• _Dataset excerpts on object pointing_
--------------------------------------------------

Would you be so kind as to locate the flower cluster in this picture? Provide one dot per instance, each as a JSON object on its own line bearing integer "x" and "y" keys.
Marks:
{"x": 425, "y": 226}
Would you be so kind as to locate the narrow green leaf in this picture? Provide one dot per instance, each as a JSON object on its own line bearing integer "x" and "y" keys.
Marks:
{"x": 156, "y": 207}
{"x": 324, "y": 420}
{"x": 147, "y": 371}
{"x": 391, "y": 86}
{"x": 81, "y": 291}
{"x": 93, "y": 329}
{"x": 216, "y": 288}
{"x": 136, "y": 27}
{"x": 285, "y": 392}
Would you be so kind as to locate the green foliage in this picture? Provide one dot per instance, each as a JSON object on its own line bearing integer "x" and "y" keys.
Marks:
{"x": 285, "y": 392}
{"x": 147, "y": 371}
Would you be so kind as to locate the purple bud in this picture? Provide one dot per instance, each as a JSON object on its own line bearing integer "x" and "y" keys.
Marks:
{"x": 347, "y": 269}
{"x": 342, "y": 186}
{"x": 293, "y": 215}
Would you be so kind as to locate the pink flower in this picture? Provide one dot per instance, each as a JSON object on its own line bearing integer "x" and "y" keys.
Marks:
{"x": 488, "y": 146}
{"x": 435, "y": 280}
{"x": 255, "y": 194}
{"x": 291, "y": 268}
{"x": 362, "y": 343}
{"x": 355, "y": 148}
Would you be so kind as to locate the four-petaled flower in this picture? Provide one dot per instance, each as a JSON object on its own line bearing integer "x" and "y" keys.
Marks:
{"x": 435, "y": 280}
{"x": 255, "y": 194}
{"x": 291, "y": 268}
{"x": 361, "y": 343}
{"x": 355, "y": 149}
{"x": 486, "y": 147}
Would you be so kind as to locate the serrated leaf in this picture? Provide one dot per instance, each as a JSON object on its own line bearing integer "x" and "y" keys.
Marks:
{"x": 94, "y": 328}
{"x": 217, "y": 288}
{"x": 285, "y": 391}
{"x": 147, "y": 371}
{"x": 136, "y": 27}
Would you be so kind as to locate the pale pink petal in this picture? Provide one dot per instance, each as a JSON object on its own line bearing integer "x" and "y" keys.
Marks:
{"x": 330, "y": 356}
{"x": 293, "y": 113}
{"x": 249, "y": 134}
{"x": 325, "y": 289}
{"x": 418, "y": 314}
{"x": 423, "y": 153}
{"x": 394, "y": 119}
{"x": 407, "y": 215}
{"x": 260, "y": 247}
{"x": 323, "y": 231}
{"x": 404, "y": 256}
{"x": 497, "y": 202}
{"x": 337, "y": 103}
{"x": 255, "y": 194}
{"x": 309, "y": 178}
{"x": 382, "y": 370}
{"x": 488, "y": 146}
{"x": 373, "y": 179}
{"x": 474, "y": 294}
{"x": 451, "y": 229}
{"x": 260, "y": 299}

--------------------------------------------------

• _Task instructions_
Copy every one of these rows without changing anything.

• _Solved problem_
Would you be so kind as to locate the flower cluster in this picture? Provide one dot per instance, each as a JSON object on its own line bearing integer "x" and "y" keys.
Marks:
{"x": 425, "y": 226}
Would you be so kind as to locate the narrow green leaf in this picture? Provide one dot per instance, each as a JSON object on its own line bearing integer "x" and "y" keys.
Marks:
{"x": 156, "y": 207}
{"x": 324, "y": 420}
{"x": 147, "y": 371}
{"x": 391, "y": 86}
{"x": 81, "y": 291}
{"x": 93, "y": 329}
{"x": 216, "y": 288}
{"x": 136, "y": 27}
{"x": 285, "y": 392}
Would you be so kind as to locate the green foliage in this picture? Provide one dot per instance, each as a JSON object on its own line bearing integer "x" and "y" keys.
Marks:
{"x": 285, "y": 392}
{"x": 147, "y": 371}
Would you be so kind as to locate the purple bud in this picture? Provide one dot per instance, each as a JSON object on its own line bearing integer "x" and "y" keys.
Marks:
{"x": 347, "y": 269}
{"x": 342, "y": 186}
{"x": 293, "y": 215}
Would you be so kind as to locate the pink flower in this picture? Provide one dot per instance, each as a JSON object on its own line bearing integer "x" and "y" keys.
Marks:
{"x": 488, "y": 146}
{"x": 435, "y": 280}
{"x": 255, "y": 194}
{"x": 291, "y": 268}
{"x": 362, "y": 343}
{"x": 355, "y": 148}
Would you be so kind as to locate the four-petaled flower in this picture? Provide one dot per instance, each as a JSON object on its own line bearing integer "x" and "y" keys.
Marks:
{"x": 435, "y": 280}
{"x": 255, "y": 194}
{"x": 291, "y": 268}
{"x": 361, "y": 343}
{"x": 355, "y": 149}
{"x": 486, "y": 147}
Would you be so kind as to locate the serrated leaf in this picture? Provide one dot per instance, each as a JSON object on its own line bearing integer "x" and "y" keys.
Marks:
{"x": 94, "y": 328}
{"x": 217, "y": 288}
{"x": 285, "y": 391}
{"x": 147, "y": 371}
{"x": 136, "y": 27}
Would you be so kind as to locate the pale pink petal in this picture? Provide one dot per instance, each as a JSON object on its own line bearing integer "x" and "y" keys.
Marks:
{"x": 330, "y": 356}
{"x": 293, "y": 113}
{"x": 249, "y": 134}
{"x": 325, "y": 289}
{"x": 418, "y": 314}
{"x": 423, "y": 153}
{"x": 394, "y": 119}
{"x": 407, "y": 215}
{"x": 260, "y": 247}
{"x": 323, "y": 231}
{"x": 404, "y": 256}
{"x": 497, "y": 202}
{"x": 337, "y": 103}
{"x": 255, "y": 194}
{"x": 309, "y": 178}
{"x": 382, "y": 370}
{"x": 488, "y": 146}
{"x": 373, "y": 179}
{"x": 474, "y": 294}
{"x": 451, "y": 229}
{"x": 260, "y": 299}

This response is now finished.